[TEXT FOR ANALYSIS]
● ● ● ●
Profits from sale of art aid programs GLEN BURNIE

SENIORS HELPING THEMSELVES

January 27, 1993|By Andrea F. Siegel | Andrea F. Siegel,Staff Writer

There's a lace-trimmed basket here, a painted wood kitty over there. Crocheted dresses hang in the far corner and earrings dangle near the doorway.

Nobody hovers over the customers who browse through the room on the first floor of the Arundel Center North because this is a low-key store with a higher-key mission.

Established 14 years ago as an outlet for trinkets made by senior citizens, the CASOS store on the first floor of the county office building has taken on renewed importance because profits from the store help fill gaps in the county's services to senior citizens.

Community Advocates for Senior Opportunities and Services was spun off in July from the county's Department of Aging, making it a private, nonprofit group with a $50,000 county grant.

Being an independent agency gives CASOS members "a feeling of autonomy," said Frances Jones, CASOS president. But it also means they "need a helping hand."

And these days, Ms. Jones is hunting for more help.

"I will dicker with the county to use the parking lot for a spring bazaar. Just one day," she says.
● ● ● ●
[DATA TO EXAMINE]
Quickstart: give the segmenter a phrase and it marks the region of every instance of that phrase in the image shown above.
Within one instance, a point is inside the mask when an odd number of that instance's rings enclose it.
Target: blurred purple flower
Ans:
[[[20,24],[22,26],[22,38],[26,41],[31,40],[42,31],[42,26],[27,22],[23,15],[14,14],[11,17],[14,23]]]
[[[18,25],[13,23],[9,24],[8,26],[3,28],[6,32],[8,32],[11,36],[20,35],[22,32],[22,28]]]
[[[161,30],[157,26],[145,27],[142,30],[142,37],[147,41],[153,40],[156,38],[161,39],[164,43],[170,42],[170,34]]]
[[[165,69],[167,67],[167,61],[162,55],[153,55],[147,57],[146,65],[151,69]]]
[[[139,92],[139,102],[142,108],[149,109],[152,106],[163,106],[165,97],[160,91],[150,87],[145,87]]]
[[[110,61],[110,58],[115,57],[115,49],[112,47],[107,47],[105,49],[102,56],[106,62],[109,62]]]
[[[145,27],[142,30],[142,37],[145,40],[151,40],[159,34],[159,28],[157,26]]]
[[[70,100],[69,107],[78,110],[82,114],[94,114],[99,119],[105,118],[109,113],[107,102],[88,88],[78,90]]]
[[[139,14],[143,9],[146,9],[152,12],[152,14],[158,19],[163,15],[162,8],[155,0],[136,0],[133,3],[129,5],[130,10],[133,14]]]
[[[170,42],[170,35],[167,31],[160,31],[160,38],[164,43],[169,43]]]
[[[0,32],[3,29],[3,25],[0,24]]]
● ● ● ●
[WHAT YOU ARE ASKED TO DO]
Name every item for sale that the article about the CASOS store describes in the shop.

[RESULT OF THE EXERCISE]
- A lace-trimmed basket
- A painted wood kitty
- Crocheted dresses
- Earrings